Start of Source extract
When the COVID-19 crisis hit, one of the first steps TSNE took was to create an emergency response team. This team was responsible for tackling COVID-specific policies, procedures, and communications during the course of the crisis. By creating this team, we now have an infrastructure for emergency responses that can be used in a post-COVID world.
The Purpose of Your Team
Creating an Emergency Response Team allows your organization to address important issues and concerns during a time of crisis. By including several key players on the team, you are sharing leadership and ensuring that the team is providing a holistic approach to crisis management. This will make your staff more likely to trust the decisions made by the team.
When your staff and stakeholders are all on the same page, it will ensure trust in your organizational leadership and create buy-in from all involved.
End of Source extract
Start of Material provided
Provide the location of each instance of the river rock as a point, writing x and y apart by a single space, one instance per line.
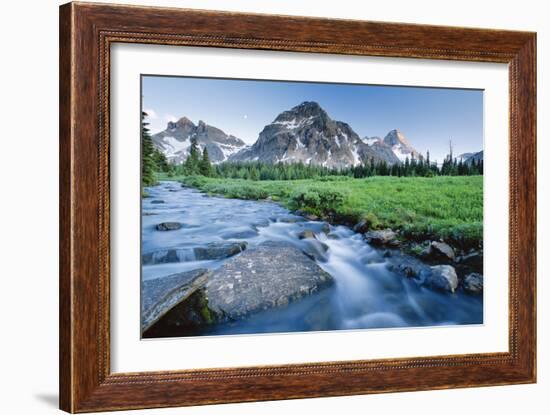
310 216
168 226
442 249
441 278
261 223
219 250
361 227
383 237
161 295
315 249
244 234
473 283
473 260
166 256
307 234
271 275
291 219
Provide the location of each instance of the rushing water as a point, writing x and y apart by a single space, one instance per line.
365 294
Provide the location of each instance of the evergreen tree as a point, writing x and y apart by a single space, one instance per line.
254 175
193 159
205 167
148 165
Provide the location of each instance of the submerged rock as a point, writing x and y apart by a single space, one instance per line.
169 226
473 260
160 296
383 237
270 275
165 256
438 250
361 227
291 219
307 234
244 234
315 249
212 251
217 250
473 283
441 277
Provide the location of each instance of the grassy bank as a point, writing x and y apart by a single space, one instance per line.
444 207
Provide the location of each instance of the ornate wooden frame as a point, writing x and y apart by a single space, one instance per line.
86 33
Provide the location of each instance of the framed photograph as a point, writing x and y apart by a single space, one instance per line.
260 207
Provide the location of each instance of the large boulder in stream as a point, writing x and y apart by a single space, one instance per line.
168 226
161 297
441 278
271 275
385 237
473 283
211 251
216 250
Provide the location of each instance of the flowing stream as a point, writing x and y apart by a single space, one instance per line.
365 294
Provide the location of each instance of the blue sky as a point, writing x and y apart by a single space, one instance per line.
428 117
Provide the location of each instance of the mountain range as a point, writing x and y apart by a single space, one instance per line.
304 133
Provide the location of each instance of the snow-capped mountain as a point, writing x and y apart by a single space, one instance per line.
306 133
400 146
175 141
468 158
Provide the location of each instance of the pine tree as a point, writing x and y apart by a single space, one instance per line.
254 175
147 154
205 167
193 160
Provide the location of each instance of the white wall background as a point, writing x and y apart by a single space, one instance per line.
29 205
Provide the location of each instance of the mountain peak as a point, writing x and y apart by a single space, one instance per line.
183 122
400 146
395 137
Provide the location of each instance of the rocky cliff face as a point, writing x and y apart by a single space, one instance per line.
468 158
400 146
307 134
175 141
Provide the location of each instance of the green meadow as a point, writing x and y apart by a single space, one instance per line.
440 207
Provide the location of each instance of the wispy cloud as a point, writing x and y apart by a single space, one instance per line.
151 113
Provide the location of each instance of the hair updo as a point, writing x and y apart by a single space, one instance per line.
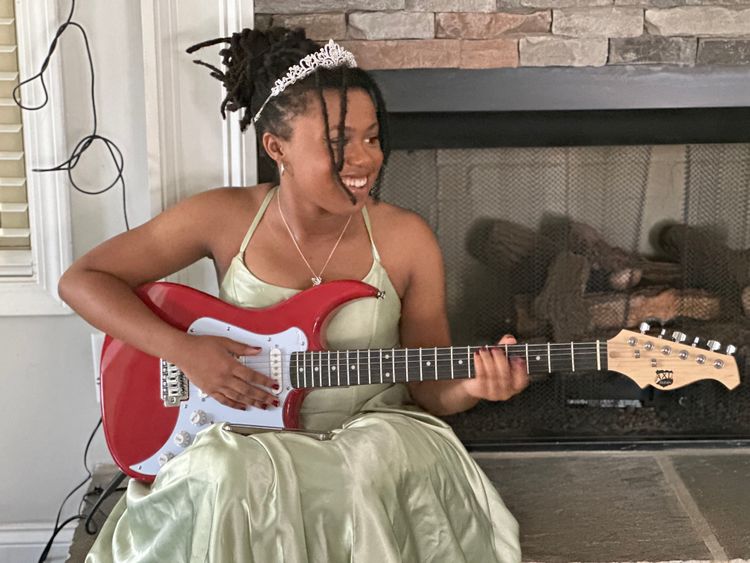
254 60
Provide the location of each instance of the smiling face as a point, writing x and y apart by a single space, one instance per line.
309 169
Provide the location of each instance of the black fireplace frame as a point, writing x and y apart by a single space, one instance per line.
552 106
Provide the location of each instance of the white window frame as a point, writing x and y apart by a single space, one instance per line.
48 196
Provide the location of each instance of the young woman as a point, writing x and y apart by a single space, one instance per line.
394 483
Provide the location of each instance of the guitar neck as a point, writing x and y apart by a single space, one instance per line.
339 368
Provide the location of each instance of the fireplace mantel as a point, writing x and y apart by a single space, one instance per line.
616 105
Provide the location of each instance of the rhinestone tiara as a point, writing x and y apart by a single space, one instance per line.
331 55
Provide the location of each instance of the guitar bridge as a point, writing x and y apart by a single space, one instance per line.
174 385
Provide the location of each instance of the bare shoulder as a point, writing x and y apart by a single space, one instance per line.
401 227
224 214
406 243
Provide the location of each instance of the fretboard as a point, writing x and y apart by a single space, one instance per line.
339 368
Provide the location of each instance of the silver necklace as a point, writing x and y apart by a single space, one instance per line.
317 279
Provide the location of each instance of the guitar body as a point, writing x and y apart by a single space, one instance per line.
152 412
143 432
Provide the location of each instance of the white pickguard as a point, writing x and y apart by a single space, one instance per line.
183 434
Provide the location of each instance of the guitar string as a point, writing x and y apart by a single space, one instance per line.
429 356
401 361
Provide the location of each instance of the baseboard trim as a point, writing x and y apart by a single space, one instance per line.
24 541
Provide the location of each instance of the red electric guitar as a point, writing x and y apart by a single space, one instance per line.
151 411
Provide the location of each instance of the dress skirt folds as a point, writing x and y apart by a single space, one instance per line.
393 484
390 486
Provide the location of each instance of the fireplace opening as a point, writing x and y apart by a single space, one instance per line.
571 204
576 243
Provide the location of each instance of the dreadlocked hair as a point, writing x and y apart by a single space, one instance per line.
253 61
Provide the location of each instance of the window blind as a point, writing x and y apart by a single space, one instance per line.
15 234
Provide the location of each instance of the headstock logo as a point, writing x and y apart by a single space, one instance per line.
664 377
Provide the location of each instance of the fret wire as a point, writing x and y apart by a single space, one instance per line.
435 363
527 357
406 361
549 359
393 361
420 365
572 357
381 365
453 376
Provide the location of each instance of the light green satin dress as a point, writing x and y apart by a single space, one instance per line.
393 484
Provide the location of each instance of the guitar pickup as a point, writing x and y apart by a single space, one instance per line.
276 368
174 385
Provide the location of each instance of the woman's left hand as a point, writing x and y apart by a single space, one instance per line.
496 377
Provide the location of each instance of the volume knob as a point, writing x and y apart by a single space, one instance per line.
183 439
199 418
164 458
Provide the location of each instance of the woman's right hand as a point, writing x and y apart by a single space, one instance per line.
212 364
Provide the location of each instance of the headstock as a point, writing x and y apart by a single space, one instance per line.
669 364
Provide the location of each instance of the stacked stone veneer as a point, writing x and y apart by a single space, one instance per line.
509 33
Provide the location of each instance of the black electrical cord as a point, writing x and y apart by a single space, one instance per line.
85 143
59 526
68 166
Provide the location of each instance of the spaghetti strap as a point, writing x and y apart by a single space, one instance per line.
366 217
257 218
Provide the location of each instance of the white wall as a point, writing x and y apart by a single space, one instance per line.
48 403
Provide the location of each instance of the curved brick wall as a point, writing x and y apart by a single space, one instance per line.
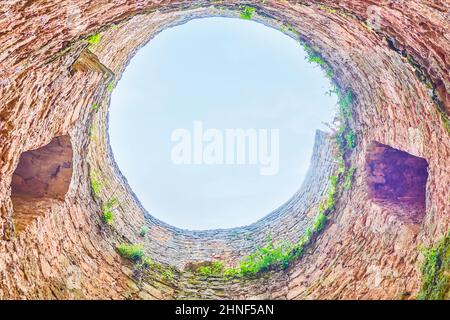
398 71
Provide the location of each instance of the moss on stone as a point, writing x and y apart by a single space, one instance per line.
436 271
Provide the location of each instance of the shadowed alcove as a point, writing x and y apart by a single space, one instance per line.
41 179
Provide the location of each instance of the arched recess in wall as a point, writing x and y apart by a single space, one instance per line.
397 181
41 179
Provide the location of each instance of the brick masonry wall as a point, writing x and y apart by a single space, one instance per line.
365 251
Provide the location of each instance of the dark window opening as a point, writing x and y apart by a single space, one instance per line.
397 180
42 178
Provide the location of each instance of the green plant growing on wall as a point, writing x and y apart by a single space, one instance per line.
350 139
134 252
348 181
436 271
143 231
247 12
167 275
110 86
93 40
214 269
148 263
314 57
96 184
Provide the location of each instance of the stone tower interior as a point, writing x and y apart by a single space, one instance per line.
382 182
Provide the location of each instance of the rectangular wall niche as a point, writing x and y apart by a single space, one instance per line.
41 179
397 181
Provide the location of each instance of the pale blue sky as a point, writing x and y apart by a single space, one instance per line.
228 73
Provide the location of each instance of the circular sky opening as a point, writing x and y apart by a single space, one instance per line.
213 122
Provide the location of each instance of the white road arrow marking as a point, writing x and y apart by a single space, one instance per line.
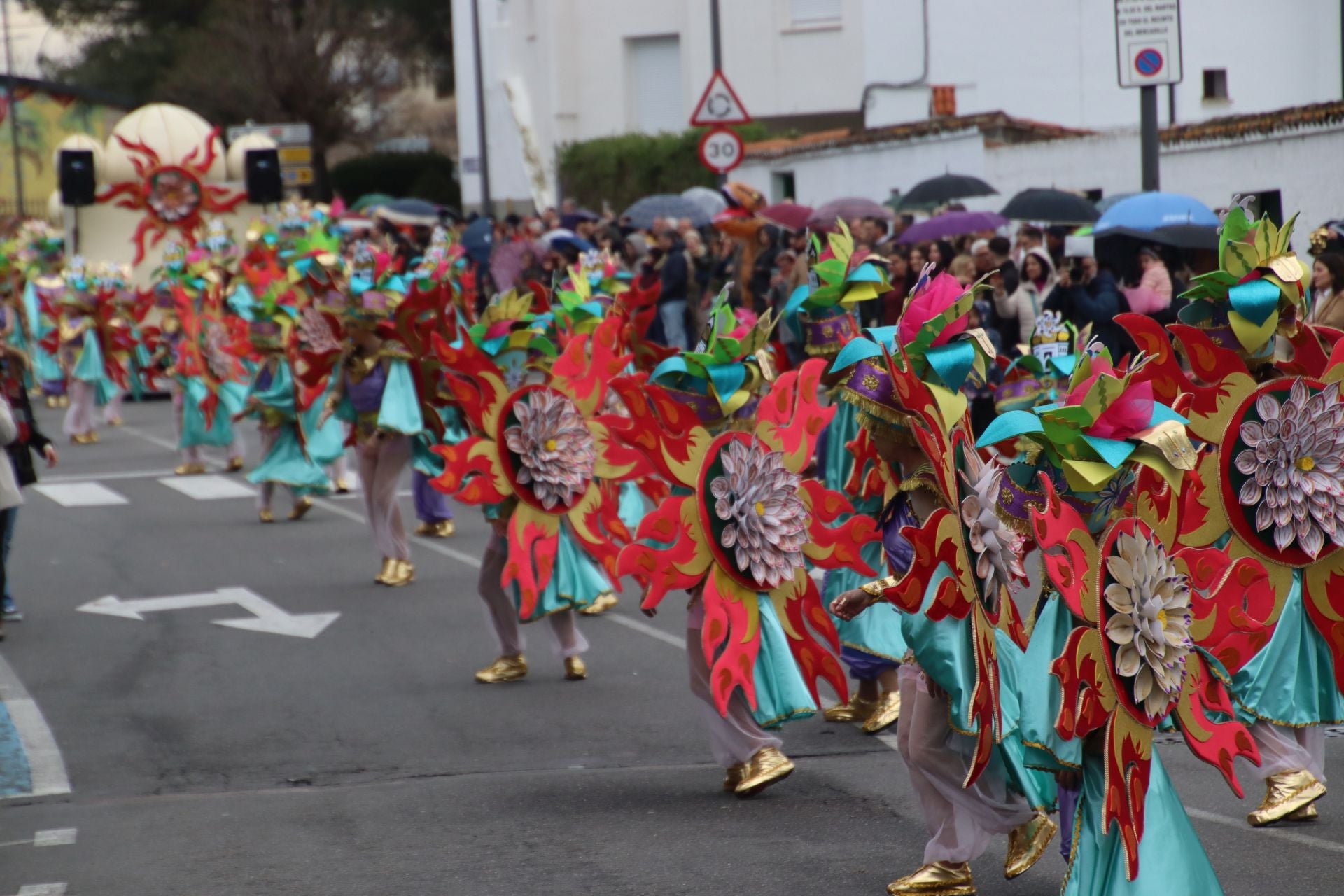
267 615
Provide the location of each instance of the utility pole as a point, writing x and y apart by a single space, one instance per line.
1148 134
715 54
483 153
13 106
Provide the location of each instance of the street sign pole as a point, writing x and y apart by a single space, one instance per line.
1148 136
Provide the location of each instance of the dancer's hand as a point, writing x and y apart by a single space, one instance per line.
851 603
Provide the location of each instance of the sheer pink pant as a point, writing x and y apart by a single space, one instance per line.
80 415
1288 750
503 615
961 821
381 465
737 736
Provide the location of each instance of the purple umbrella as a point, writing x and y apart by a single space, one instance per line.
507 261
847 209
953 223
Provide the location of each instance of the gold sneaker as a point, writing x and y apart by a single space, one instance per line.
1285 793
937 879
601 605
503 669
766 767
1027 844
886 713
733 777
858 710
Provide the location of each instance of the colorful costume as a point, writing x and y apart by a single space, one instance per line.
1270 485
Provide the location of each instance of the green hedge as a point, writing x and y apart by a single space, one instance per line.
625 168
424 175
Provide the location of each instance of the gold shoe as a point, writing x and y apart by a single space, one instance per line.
End of Material provided
What this exercise asks →
**a.** In the emergency response team text, what was one of the first steps TSNE took when the COVID-19 crisis hit?
**b.** Set down the emergency response team text word for word, everything from "When your staff" down to "from all involved.".

Task-by-task answers →
**a.** TSNE created an emergency response team.

**b.**
When your staff and stakeholders are all on the same page, it will ensure trust in your organizational leadership and create buy-in from all involved.